▶ PASSAGE PROVIDED
++++++++++

# Ridgid k7500



## Maximumplumbing (Nov 6, 2010)

Hey guys, been a While since I've posted, glad to still see a lot of the same familiar names. I'm looking to add another main line machine. I'm considering a k7500 and am looking for some real world feed back. I've been searching the Internet and there is some posts and info but not a ton. I know many love Spartan, and I'm not doubting their machines, but the support just isn't there in my area. I like my local supplier to be able to back me when I need something. I've seen some say the 7500 is right there with a 1065. I'm a 5/8" inner core cable guy, and plan to use the same on the next one. So what's your thoughts or comparisons? Thanks in advance for your opinions.


----------



## Redwood (Sep 8, 2008)

I've used a K-7500 for a long time and I really like the machine.

But I like it with 11/16" hollow core cable...


----------



## Maximumplumbing (Nov 6, 2010)

Why the 11/16 and why hollow core?


----------



## Drain Pro (Nov 3, 2013)

I don't have a bad word to say about the K7500. I'd buy one over a 1065 tomorrow. They only reason why I personally switched to a DM175 was the ability to swap between 5/8 and 3/4 drums. My mechanic still has the 7500 on his truck. He likes it as well. 


Sent from my iPhone using Tapatalk


----------



## Redwood (Sep 8, 2008)

Maximumplumbing said:


> Why the 11/16 and why hollow core?


We have a good number of housetraps in this area and it goes through them rather nicely...

I'm also quite well in tune with my machine and the cables so I'll get close to 2 years out of them...

One thing about drum machines is they aren't a high speed sissy saw on noodles...

They are a brute force stiff cable, that you jam into the roots stopping the blade, let it load the cable with a bunch of turns, then you haul back on it freeing it, let it spin wild, and then plunge it back into the roots shredding them into oblivion...

If you are in tune with your machine and cable you will do very well...

The inner core not only makes it a bit stiff for the house traps but it also limits the loading...

I consider the 5/8" to be too weak for the application...

The Magnum cable also loads too fast limiting the loading...

If we didn't have housetraps I'd consider trying 3/4" hollow core...


----------



## Maximumplumbing (Nov 6, 2010)

Got ya. We don't have many house traps in my area, but I know what you are saying. I've used 5/8 for the past 10 years or so, and have gotten pretty well connected to it. I like being able to load 150' in one drum when needed. I agree, I would not try to whoop a 6" root infested line with it. I also have a cart Jetter and an excavator that gets most of the heavy sewer work. My main line machine gets things flowing and camera ready to make a decision on the next steps. Thanks for the info, these are the "real" reviews I'm looking for.


----------



## Drain Pro (Nov 3, 2013)

Redwood said:


> We have a good number of housetraps in this area and it goes through them rather nicely...
> 
> 
> 
> ...



This is something all inexperienced drain guys should read and understand. Well said Red.

++++++++++

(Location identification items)
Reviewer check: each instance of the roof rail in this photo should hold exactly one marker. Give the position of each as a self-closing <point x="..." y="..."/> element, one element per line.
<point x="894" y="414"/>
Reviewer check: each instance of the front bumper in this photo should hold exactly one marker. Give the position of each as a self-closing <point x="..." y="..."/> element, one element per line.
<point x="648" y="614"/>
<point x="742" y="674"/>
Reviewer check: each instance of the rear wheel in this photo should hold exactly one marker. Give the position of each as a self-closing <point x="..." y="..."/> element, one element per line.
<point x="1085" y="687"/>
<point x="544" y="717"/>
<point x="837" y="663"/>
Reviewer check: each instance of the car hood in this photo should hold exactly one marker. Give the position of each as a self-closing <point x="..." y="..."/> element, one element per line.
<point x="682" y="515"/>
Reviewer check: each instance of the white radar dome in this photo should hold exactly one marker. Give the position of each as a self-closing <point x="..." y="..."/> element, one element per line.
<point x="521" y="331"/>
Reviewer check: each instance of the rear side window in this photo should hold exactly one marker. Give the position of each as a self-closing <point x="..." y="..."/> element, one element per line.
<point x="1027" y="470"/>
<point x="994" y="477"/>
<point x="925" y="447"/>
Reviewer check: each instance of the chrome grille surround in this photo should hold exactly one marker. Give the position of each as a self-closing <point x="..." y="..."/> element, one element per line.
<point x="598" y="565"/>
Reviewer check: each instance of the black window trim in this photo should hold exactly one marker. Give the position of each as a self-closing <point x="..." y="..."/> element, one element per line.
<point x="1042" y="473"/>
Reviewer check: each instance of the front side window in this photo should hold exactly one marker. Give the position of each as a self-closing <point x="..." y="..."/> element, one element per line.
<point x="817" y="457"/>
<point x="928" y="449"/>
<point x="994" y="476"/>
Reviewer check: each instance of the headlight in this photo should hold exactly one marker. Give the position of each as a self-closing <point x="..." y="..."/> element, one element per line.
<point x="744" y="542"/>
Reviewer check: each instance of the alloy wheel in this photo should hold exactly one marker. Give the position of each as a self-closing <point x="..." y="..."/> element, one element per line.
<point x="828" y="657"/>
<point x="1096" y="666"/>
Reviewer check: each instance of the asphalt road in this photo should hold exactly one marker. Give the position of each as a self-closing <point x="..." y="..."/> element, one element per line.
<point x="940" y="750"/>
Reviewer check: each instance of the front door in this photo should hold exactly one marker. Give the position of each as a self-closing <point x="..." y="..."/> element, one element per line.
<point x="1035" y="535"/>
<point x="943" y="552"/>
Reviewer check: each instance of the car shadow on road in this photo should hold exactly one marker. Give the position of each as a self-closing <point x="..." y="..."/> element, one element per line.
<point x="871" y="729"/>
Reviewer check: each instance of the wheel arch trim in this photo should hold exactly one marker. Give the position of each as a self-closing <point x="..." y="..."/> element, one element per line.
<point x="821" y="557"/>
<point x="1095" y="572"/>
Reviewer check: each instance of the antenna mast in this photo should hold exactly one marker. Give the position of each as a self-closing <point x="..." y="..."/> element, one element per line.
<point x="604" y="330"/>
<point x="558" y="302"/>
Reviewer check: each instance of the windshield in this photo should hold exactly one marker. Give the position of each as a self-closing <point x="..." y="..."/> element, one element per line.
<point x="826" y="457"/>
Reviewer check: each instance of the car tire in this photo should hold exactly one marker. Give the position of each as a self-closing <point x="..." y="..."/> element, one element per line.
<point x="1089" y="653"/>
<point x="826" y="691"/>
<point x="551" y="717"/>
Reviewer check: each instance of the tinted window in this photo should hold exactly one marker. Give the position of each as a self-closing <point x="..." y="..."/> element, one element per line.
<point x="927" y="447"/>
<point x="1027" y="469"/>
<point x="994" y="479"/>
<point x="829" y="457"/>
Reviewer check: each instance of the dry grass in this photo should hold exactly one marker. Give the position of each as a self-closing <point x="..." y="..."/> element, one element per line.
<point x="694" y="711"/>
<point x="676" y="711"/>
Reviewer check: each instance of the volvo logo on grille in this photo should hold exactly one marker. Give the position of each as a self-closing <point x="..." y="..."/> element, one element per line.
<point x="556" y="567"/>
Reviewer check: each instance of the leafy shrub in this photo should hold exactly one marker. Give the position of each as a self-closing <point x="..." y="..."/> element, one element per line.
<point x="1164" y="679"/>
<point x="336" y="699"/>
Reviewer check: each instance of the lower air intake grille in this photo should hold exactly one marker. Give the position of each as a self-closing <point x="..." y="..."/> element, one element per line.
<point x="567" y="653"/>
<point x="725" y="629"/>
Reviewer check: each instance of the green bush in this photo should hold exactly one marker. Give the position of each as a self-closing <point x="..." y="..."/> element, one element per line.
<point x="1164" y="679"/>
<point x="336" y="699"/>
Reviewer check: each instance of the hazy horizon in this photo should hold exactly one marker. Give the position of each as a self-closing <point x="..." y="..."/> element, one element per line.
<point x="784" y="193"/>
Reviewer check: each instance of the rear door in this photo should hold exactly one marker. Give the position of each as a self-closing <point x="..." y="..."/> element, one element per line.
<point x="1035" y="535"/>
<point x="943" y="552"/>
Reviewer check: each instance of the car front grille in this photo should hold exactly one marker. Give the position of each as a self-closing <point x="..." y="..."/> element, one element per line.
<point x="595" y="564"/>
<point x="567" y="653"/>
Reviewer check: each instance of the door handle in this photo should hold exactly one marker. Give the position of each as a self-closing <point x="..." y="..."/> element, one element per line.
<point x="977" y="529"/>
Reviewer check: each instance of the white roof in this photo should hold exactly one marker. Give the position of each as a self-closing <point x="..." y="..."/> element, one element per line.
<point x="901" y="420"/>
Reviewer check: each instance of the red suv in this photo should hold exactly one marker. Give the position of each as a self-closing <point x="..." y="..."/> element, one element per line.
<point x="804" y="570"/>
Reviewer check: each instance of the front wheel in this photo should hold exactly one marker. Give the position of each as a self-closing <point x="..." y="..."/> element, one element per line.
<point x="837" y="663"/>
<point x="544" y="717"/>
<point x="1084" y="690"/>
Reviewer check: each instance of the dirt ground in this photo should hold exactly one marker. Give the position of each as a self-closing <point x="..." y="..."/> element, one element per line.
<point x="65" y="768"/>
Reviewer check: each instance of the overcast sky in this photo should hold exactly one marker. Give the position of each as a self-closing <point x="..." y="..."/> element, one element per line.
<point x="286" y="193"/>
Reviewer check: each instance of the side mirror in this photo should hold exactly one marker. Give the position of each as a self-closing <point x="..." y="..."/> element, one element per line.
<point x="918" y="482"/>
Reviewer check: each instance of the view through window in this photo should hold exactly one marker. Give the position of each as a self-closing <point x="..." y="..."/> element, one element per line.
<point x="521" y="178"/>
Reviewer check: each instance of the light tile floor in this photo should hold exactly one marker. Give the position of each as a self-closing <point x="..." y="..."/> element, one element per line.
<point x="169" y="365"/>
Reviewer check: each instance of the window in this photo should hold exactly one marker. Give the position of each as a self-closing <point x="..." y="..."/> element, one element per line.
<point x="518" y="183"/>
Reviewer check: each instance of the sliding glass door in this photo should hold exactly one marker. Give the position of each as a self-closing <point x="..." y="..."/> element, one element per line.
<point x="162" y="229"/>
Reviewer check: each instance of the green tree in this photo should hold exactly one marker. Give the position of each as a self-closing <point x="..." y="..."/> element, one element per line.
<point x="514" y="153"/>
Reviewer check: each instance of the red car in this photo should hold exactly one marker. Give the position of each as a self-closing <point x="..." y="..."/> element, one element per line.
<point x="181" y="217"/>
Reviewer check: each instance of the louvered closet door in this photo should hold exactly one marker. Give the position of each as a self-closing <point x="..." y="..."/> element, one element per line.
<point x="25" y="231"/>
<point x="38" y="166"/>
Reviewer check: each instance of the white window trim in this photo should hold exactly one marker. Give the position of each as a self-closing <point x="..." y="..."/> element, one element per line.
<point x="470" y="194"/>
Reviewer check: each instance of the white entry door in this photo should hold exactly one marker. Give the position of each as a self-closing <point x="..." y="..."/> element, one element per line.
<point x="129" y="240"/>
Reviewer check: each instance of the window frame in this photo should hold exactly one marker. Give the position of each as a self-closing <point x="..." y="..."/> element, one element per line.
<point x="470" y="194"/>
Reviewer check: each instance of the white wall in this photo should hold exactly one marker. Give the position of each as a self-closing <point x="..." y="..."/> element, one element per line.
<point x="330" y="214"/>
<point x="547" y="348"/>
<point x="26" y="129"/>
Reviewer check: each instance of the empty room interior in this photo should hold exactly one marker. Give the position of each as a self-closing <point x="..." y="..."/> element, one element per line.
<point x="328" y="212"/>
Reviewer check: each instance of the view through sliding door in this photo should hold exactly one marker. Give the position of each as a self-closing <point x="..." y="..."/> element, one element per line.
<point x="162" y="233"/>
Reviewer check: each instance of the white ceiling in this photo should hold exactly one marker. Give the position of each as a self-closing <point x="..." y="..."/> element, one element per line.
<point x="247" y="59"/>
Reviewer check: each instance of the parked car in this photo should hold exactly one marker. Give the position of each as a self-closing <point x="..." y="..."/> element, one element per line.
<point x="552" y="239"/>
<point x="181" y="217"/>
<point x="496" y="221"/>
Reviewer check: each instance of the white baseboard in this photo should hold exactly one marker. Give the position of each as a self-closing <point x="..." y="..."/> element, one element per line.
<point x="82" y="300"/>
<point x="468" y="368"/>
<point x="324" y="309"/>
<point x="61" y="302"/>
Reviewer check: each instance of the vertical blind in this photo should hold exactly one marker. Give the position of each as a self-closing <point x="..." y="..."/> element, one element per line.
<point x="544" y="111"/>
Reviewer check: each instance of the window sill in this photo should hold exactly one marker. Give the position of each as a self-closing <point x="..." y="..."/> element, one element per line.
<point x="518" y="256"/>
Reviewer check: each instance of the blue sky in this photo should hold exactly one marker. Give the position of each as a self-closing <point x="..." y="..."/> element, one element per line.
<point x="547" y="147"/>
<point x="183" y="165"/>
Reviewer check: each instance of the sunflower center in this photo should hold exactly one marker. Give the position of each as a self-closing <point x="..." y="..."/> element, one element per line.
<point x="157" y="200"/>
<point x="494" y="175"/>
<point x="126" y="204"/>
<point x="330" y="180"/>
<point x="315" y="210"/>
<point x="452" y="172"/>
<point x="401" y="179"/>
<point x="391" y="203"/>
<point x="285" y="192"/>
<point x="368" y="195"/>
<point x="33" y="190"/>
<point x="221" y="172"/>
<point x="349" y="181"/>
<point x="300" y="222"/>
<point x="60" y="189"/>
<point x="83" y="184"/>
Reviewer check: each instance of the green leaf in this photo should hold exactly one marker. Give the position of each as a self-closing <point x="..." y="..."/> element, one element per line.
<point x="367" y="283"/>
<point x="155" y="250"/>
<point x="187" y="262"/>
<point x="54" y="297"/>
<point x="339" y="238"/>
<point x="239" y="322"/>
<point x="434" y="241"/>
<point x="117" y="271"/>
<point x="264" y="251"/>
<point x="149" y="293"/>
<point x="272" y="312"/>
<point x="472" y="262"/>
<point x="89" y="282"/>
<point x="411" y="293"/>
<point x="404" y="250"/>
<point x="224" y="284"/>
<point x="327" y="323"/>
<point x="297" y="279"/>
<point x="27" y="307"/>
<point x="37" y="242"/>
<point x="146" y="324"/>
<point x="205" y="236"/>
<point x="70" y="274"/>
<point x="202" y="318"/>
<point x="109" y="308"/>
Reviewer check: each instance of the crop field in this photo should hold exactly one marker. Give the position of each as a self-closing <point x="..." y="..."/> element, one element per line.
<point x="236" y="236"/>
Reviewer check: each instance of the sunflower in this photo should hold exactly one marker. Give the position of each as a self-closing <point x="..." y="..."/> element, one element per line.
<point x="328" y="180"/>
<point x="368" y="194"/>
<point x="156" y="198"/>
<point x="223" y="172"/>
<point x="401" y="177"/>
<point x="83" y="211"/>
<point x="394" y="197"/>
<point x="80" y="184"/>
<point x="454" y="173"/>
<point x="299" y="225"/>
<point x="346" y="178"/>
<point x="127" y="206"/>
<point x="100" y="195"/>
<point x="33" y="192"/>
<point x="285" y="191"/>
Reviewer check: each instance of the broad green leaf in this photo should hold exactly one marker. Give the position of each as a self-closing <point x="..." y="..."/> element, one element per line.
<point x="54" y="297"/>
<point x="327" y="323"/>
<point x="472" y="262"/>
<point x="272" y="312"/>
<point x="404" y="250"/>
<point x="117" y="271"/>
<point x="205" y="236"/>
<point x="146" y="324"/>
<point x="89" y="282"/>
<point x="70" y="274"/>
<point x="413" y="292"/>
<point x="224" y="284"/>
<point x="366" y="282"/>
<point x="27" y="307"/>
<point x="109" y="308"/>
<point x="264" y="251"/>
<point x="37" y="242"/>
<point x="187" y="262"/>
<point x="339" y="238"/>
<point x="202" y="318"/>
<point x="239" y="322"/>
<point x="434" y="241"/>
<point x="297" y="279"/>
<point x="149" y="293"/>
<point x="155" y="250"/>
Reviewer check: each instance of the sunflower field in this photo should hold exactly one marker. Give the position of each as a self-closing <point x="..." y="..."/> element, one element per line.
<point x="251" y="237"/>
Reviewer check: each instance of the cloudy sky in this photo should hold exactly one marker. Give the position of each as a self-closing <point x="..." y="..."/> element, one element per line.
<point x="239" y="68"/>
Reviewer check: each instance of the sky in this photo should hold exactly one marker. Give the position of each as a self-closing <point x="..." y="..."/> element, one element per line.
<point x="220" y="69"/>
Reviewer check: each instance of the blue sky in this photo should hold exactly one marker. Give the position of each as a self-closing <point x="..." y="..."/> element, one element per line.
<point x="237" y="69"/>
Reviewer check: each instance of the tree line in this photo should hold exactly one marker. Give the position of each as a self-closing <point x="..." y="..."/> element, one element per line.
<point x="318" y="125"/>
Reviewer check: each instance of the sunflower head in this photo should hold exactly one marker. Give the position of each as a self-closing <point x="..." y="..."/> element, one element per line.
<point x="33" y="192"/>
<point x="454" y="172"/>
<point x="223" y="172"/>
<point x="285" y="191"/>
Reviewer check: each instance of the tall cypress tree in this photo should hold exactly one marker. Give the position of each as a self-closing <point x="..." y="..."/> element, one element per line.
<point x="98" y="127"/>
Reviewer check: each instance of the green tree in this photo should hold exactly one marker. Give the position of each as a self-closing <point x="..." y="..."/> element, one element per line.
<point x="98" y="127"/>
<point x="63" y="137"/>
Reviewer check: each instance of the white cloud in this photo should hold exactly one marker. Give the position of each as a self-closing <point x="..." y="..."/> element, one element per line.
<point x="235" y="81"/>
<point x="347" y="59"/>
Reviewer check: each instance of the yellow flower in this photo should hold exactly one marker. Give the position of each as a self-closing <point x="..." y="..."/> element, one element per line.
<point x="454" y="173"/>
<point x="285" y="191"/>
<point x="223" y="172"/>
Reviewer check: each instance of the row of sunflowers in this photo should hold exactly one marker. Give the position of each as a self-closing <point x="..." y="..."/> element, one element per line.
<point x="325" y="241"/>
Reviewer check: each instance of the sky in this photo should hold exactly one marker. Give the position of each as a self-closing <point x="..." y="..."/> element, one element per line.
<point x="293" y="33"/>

++++++++++

▶ REQUEST
Pick up the forum thread on the Ridgid K7500 drain machine after its last post and continue it.

▶ EXERCISE RESPONSE
Sent from my iPhone using Tapatalk


----------



## Redwood (Sep 8, 2008)

Drain Pro said:


> This is something all inexperienced drain guys should read and understand. Well said Red.
> 
> 
> Sent from my iPhone using Tapatalk


Maybe I should add one thing....

*If you are in tune with your machine and cable you will do very well...

If you aren't you will end up at best with a kinked cable flipped in the drum,

and at worst a kinked cable outside of the drum wrapped around you possibly causing injury or, even death...*



*Only a trained professional should use these powerful machines...*


----------



## Workhorseplmg (Apr 10, 2013)

That's a good point, and I would add, a sectional machine is much easier for beginners to use in my experience. You can still f some s up with a k60, but not like you can with a fast auto feeding drum machine.


----------



## cable or root (Oct 7, 2015)

I'm more of a sled guy but the k7500 is definetly better than the 1065. Weight makes no difference to me I can hump any machine up and down stairs all day long, but the k7500 is lighter and more importantly more narrow. There's been quite a few restrooms with narrow doors and I wind up with 10' of cable between the flange and the 1065. Better drum design for splatter control is another advantage the k7500 has. No god awful  Chinese break motor is another factor. Also the cast aluminum power feeder mount for the 1065 is a major weak point. The aluminum drum on the 1065 warps easily but if you're careful that won't be a major concern. I honestly hate the damn thing but the American 3/4 horse capacitor start motor on mine makes it bearable.

For 5/8 I like the speedrooter 91 (3/4 horse upgrade) better than the k7500. I absolutely love the duracable dm30 though. The dm30 and dm55 are honestly the best sewer machines money can buy IMO.

For what your wanting to do it may be worth checking into the k6200. Though I doubt it's as good of a machine as the dm30.


----------



## Maximumplumbing (Nov 6, 2010)

I've always been interested in the sled type. I just can't get past the larger foot print. Things can get tight around here in basements or what not. If course that same foot print taking up a bit more room on the truck. What is the real advantage of a sled in your opinion?

Hey, red what brand 11/16 do you prefer? And how it does it match up to the ridgid anchor cable, or do you replace that also?


----------



## Roto-Rooter (Jan 31, 2015)

Redwood said:


> Maybe I should add one thing....
> 
> *If you are in tune with your machine and cable you will do very well...
> 
> ...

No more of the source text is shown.